— GIVEN TASK —
Can you rewrite the records from the line with "the pine cone and" up to and including the line with "[(167, 75), (158, 142)]", changing "pine cone" to "acorn" and keeping everything else the same? Return only those lines.

::: DATA LISTING

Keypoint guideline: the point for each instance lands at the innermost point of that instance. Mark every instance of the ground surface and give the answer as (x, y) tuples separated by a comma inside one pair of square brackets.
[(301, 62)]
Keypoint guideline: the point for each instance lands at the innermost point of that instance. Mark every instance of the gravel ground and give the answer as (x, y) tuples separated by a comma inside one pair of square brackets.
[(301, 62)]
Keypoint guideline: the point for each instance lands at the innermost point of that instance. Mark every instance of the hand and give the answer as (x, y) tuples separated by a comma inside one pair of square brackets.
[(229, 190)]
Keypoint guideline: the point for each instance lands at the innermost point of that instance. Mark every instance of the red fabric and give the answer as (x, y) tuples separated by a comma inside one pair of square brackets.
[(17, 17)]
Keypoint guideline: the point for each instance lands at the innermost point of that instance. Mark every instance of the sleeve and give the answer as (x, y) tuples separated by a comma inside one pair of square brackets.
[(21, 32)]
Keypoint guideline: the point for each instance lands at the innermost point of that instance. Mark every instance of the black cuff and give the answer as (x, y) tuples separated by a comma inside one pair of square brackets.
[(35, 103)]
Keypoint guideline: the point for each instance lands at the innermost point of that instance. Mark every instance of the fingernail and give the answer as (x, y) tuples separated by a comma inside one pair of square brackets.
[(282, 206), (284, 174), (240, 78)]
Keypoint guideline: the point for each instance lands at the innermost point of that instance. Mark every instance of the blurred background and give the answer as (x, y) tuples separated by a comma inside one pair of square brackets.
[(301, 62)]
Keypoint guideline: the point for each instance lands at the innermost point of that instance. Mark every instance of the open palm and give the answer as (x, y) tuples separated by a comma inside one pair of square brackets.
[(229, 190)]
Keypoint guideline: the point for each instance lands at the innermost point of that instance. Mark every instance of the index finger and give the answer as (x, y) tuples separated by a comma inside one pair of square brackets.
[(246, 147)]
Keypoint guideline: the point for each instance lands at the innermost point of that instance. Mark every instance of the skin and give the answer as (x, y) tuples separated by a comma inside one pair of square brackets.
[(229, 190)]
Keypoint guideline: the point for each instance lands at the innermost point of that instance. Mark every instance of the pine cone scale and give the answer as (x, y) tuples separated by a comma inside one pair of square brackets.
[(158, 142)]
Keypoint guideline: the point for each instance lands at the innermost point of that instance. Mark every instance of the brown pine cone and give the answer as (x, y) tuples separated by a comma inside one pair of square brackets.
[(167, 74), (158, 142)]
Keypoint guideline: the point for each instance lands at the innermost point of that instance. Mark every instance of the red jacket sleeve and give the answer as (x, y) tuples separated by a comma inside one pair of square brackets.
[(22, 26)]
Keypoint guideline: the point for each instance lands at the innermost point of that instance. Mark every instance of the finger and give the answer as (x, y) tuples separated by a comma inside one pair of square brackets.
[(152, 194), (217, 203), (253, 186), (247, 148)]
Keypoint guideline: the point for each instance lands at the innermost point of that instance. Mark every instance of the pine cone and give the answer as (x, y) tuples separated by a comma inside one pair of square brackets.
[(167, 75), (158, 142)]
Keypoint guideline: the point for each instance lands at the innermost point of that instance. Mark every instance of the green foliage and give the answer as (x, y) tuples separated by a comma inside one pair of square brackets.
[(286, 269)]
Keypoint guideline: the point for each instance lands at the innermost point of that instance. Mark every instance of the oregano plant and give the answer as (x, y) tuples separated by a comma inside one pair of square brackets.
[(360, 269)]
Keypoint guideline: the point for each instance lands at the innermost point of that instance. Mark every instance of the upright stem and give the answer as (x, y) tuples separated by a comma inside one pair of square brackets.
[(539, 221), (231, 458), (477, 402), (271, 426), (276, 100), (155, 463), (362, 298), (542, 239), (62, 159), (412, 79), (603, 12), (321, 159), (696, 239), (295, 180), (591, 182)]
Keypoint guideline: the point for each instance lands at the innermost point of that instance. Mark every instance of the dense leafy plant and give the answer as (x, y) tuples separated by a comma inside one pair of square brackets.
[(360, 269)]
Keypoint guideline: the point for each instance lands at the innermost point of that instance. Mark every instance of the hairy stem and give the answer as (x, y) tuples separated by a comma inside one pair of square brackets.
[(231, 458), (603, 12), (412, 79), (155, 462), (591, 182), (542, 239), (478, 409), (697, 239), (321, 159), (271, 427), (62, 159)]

::::::

— SOLVED PROBLEM —
Keypoint guideline: the point for each instance lands at the innermost point of that instance. Mark every instance of the acorn and give the answer as (x, y) tuples separated by a comma inside one pair of square brackets.
[(167, 75), (158, 142)]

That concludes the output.